■ **RECORD SET**:
*-*-*

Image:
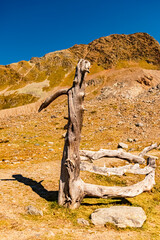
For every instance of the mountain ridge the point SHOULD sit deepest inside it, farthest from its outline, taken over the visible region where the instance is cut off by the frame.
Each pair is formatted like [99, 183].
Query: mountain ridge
[58, 68]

*-*-*

■ **DESCRIPTION OF THE TASK**:
Please write out the entire listing above exactly, but leave the pictures out.

■ **RESULT BELOW**:
Image:
For every instance of the mountain ridge the point SHOULD sit deepest inside it, farthest from its outline, taken over the visible region where the instance is cut off by the frame.
Each pair is formatted like [99, 183].
Query: mountain ridge
[58, 68]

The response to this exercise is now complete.